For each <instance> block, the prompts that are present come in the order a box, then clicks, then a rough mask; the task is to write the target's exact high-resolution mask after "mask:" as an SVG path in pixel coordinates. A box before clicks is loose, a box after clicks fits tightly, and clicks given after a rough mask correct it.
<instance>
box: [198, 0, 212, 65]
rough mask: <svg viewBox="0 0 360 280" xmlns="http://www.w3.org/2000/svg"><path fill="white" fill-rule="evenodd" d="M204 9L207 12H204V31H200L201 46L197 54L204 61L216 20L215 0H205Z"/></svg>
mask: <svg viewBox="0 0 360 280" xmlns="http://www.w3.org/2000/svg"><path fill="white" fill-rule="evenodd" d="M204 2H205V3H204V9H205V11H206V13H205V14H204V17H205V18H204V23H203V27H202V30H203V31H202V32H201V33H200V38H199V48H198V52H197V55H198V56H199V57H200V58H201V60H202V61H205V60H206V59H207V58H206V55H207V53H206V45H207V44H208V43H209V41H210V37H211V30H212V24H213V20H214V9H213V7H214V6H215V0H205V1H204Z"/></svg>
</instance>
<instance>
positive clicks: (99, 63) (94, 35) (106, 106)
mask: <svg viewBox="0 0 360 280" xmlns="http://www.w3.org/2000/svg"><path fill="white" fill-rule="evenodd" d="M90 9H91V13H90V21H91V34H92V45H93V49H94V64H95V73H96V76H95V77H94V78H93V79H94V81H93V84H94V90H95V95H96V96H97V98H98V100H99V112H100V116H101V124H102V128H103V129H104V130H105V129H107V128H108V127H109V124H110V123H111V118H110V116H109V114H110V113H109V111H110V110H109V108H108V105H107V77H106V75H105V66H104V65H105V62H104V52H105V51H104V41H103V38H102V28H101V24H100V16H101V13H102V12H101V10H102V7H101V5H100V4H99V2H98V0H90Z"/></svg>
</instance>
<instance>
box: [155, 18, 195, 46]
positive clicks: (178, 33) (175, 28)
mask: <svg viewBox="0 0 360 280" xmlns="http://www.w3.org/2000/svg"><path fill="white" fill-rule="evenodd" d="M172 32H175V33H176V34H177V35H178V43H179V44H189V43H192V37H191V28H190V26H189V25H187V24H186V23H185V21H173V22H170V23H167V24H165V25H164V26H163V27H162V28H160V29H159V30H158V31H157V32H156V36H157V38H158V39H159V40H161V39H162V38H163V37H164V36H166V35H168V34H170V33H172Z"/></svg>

### Task goal
Set the entries down again, unchanged and complete.

### Exercise response
For each <instance> block, the prompts that are present come in the order a box, then clicks, then a rough mask; the task is to write the target's exact high-resolution mask after "mask:" as an SVG path in pixel coordinates. A box before clicks is loose, a box after clicks fits tightly, and clicks given after a rough mask correct it.
<instance>
box: [198, 0, 212, 65]
rough mask: <svg viewBox="0 0 360 280" xmlns="http://www.w3.org/2000/svg"><path fill="white" fill-rule="evenodd" d="M204 9L207 12H204V31H200L201 46L197 54L204 61L216 20L215 0H205Z"/></svg>
mask: <svg viewBox="0 0 360 280" xmlns="http://www.w3.org/2000/svg"><path fill="white" fill-rule="evenodd" d="M204 2H205V3H204V9H205V11H206V13H205V14H204V17H205V18H204V23H203V27H202V30H203V31H202V32H201V33H200V38H199V48H198V52H197V55H198V56H199V57H200V58H201V60H202V61H205V60H206V59H207V58H206V55H207V53H206V45H207V44H208V43H209V41H210V37H211V30H212V24H213V20H214V9H213V7H214V6H215V0H205V1H204Z"/></svg>
</instance>
<instance>
positive clicks: (99, 63) (94, 35) (106, 106)
mask: <svg viewBox="0 0 360 280" xmlns="http://www.w3.org/2000/svg"><path fill="white" fill-rule="evenodd" d="M90 9H91V13H90V21H91V34H92V45H93V49H94V64H95V73H96V76H95V77H94V78H93V79H94V81H93V84H94V90H95V95H96V96H97V98H98V100H99V112H100V116H101V124H102V128H103V129H104V130H105V129H107V128H108V127H109V124H110V123H111V118H110V116H109V114H110V113H109V111H110V110H109V108H108V105H107V77H106V75H105V66H104V65H105V62H104V52H105V51H104V41H103V38H102V28H101V24H100V16H101V13H102V12H101V10H102V7H101V5H100V4H99V2H98V0H90Z"/></svg>
</instance>
<instance>
box: [155, 18, 195, 46]
positive clicks: (178, 33) (175, 28)
mask: <svg viewBox="0 0 360 280" xmlns="http://www.w3.org/2000/svg"><path fill="white" fill-rule="evenodd" d="M172 32H175V33H176V34H177V35H178V43H179V44H189V43H192V37H191V28H190V26H189V25H187V24H186V23H185V21H173V22H170V23H167V24H165V25H164V26H163V27H162V28H160V29H159V30H158V31H157V32H156V36H157V38H158V39H159V40H161V39H162V38H163V37H164V36H166V35H168V34H170V33H172Z"/></svg>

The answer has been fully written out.